OBJECTIVE: Copy the entries from the very start up to and including the line with "[[1, 1, 640, 424]]", swapping each "Sample query" for "Example query" and keeping everything else the same. Leave out the pictures.

──────────────────────────────

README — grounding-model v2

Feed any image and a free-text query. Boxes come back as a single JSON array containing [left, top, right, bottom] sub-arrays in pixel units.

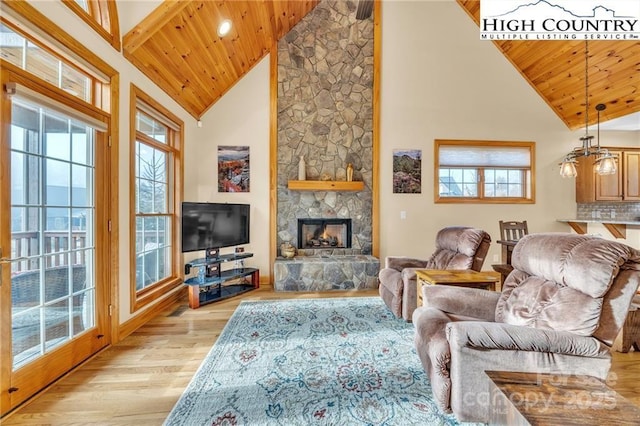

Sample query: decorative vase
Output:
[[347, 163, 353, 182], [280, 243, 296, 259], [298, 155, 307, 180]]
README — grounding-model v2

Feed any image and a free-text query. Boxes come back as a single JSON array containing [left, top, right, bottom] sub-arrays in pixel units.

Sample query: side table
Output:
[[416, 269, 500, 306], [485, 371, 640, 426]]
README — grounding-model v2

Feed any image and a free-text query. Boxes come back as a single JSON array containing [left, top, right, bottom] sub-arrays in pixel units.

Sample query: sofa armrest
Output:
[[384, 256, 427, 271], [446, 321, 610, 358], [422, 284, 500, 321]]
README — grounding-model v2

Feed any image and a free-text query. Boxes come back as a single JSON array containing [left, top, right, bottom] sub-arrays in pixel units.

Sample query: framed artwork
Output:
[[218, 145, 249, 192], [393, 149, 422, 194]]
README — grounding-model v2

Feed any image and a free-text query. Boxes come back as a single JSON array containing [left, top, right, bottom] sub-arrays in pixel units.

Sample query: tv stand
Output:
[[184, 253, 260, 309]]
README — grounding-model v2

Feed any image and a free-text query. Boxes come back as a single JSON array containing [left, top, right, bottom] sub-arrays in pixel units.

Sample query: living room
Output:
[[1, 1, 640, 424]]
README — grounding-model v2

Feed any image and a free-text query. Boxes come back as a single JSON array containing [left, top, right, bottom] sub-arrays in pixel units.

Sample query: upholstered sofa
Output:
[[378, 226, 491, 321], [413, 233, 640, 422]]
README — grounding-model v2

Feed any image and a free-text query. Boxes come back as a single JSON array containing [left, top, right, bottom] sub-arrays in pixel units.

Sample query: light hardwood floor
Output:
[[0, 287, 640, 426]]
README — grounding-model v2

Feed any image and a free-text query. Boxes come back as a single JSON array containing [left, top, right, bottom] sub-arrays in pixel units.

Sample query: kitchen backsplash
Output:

──────────────────────────────

ANSWER FOR THE TASK:
README — grounding-model v2

Feed any image and a free-text query. Boxes come back as a single JSON array containing [left, top, right, bottom] sub-arrays in pixel units.


Example query: decorative vase
Output:
[[347, 163, 353, 182], [280, 243, 296, 259], [298, 155, 307, 180]]
README — grounding-model v2

Feed any image and a free-text query. Boxes come back as a single JSON array containing [left, top, right, bottom] sub-arrays in pixel units.

Example query: side table
Output:
[[416, 269, 500, 306], [485, 371, 640, 426]]
README — grounding-model v2

Feed any image and a free-text query. Boxes come back as a single JSON array containing [left, top, right, bottom] sub-arrays in pixel units.

Example query: sofa armrest
Output:
[[384, 256, 427, 271], [446, 321, 610, 358], [422, 284, 500, 321]]
README — grounding-model v2

Feed any image and a free-text query. Boxes come back as a single JSON array containing [left, top, right, bottom] sub-arrays in pixel units.

Example query: framed artwork
Output:
[[218, 145, 249, 192], [393, 149, 422, 194]]
README — grounding-model v2

Feed any image and a free-text query. Boxes come back as a single JSON array containing [left, top, right, bottom] sub-arrays in pixel units.

Example query: tv stand
Output:
[[184, 253, 260, 309]]
README — grounding-model v2

Feed any image and a free-text query. Boxes come back as a single JSON array containing [left, top, right, bottom] sub-arrays in pixel units.

Example query: living room
Output:
[[1, 1, 640, 424]]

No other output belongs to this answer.